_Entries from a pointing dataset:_
▬▬▬▬▬▬▬▬▬▬

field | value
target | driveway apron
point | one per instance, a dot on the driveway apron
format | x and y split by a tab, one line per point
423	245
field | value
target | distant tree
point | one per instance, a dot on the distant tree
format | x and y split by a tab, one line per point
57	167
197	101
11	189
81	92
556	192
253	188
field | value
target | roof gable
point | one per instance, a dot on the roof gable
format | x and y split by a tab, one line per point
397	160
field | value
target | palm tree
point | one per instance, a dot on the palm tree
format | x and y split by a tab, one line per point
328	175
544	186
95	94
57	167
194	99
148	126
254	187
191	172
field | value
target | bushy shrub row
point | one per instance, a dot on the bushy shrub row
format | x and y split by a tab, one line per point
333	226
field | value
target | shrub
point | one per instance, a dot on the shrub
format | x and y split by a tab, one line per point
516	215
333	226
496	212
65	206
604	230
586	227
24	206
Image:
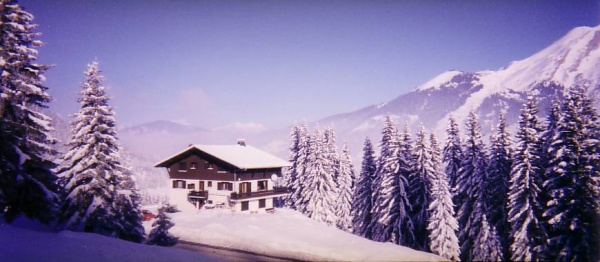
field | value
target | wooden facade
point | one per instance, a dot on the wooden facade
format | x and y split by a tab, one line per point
208	180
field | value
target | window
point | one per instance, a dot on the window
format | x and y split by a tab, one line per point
178	184
244	187
263	185
209	165
225	186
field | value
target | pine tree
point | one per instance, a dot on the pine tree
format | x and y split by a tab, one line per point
320	186
298	195
524	203
452	157
159	235
127	206
487	245
442	225
469	187
100	195
406	159
419	190
572	181
346	187
497	183
26	180
291	173
362	201
390	202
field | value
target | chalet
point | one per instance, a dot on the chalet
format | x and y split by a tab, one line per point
239	177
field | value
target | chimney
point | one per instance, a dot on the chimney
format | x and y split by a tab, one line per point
242	142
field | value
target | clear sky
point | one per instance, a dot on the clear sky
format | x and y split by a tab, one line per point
212	63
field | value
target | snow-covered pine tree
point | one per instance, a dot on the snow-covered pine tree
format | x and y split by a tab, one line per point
496	184
346	187
419	190
127	206
321	189
442	225
362	201
291	173
487	245
26	180
572	181
406	159
159	235
524	204
99	194
469	187
390	201
299	192
452	155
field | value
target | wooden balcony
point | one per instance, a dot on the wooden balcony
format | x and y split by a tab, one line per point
198	194
277	191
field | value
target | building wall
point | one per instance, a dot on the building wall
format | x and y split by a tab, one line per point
202	167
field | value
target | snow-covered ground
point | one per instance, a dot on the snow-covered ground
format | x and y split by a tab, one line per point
28	241
286	233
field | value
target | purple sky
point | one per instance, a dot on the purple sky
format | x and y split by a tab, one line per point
212	63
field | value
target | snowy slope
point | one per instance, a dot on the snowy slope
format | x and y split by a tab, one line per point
573	59
25	241
286	233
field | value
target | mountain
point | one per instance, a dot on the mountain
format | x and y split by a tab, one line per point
573	59
162	126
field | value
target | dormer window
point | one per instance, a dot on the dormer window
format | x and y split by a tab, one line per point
210	165
263	185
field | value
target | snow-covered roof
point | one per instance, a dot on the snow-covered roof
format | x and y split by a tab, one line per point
242	157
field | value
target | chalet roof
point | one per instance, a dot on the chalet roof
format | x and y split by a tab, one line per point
240	156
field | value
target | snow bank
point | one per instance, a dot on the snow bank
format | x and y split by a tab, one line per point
286	233
30	242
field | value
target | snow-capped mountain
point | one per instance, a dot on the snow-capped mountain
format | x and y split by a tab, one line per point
573	59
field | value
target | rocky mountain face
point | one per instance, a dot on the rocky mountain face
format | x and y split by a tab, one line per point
572	60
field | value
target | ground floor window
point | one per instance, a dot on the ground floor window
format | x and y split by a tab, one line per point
179	184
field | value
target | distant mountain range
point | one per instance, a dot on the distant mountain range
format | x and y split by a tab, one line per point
573	59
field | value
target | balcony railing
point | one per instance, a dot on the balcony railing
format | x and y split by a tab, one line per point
275	191
198	194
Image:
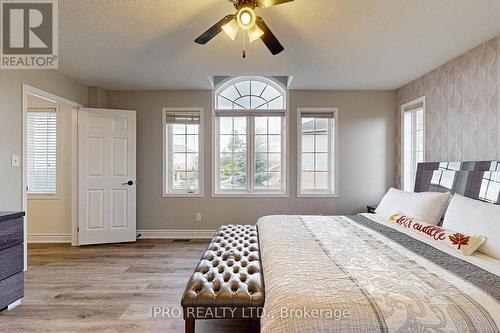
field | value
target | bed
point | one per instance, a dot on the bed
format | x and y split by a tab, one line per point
363	273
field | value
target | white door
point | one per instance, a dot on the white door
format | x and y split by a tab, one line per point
106	176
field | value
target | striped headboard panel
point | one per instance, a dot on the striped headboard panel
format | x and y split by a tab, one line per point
477	180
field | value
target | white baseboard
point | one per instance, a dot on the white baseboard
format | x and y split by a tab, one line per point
14	304
175	234
49	238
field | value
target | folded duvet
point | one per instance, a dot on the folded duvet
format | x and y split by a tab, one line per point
353	274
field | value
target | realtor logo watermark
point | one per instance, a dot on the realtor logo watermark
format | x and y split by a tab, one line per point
29	34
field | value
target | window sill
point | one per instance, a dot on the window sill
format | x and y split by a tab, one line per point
43	197
317	195
250	195
183	195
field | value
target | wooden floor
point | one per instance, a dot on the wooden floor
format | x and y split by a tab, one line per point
108	288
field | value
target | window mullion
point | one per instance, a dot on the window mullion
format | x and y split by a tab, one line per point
414	146
251	154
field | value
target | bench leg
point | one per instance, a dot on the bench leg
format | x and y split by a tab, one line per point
189	326
256	325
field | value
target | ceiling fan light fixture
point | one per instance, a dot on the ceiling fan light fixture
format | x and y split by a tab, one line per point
231	29
254	33
246	18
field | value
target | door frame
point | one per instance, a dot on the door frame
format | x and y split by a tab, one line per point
29	90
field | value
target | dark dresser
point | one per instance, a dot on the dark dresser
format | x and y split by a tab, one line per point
11	258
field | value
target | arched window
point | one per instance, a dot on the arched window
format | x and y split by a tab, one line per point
250	134
250	93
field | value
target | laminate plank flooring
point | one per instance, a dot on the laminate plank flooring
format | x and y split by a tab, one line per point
108	288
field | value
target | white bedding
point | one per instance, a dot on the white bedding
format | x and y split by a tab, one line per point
479	259
388	282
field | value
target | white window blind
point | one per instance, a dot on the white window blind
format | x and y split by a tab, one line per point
250	136
413	144
183	147
317	152
42	151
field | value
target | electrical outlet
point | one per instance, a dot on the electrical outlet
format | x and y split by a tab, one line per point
15	160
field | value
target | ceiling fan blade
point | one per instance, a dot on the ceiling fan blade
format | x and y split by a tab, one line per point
272	43
270	3
214	30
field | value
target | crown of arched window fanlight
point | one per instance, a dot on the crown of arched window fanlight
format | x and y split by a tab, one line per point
250	93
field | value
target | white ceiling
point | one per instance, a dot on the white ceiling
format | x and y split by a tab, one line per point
329	44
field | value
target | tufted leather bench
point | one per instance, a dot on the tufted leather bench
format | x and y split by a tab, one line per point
228	282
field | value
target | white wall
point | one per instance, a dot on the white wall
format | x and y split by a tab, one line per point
11	82
367	143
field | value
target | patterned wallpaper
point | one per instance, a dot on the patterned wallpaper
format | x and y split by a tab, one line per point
463	107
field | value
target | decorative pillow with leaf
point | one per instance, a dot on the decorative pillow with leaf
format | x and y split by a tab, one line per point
465	244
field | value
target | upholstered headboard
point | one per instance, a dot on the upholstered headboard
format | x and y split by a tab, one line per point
476	180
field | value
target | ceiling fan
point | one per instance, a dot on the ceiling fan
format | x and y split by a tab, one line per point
246	19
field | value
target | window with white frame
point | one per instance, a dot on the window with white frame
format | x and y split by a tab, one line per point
250	151
317	152
183	166
42	152
413	141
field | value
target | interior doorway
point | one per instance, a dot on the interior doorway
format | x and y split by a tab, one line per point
49	168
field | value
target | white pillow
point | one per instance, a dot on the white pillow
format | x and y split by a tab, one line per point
427	206
476	217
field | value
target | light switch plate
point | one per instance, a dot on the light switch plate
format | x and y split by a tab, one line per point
15	160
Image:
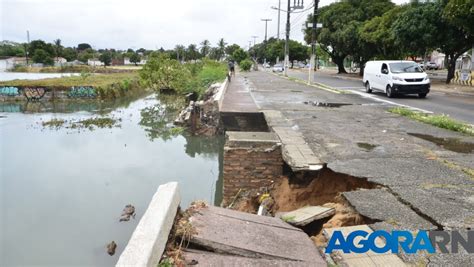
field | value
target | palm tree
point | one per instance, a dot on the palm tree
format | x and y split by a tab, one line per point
205	47
221	48
57	48
180	52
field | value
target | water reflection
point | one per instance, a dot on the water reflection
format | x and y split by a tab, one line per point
62	191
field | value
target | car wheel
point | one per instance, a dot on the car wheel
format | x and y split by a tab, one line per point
389	92
367	88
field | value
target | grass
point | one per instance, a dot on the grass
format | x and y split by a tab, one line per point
441	121
96	80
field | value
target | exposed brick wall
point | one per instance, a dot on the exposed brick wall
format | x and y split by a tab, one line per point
250	165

▬▬▬▬▬▬▬▬▬▬

_What is being asked:_
Collect every line of the records above that contains the string "leather", treating case as significant.

_Task result:_
target | tufted leather bench
point | one per instance, a dot on the tufted leather bench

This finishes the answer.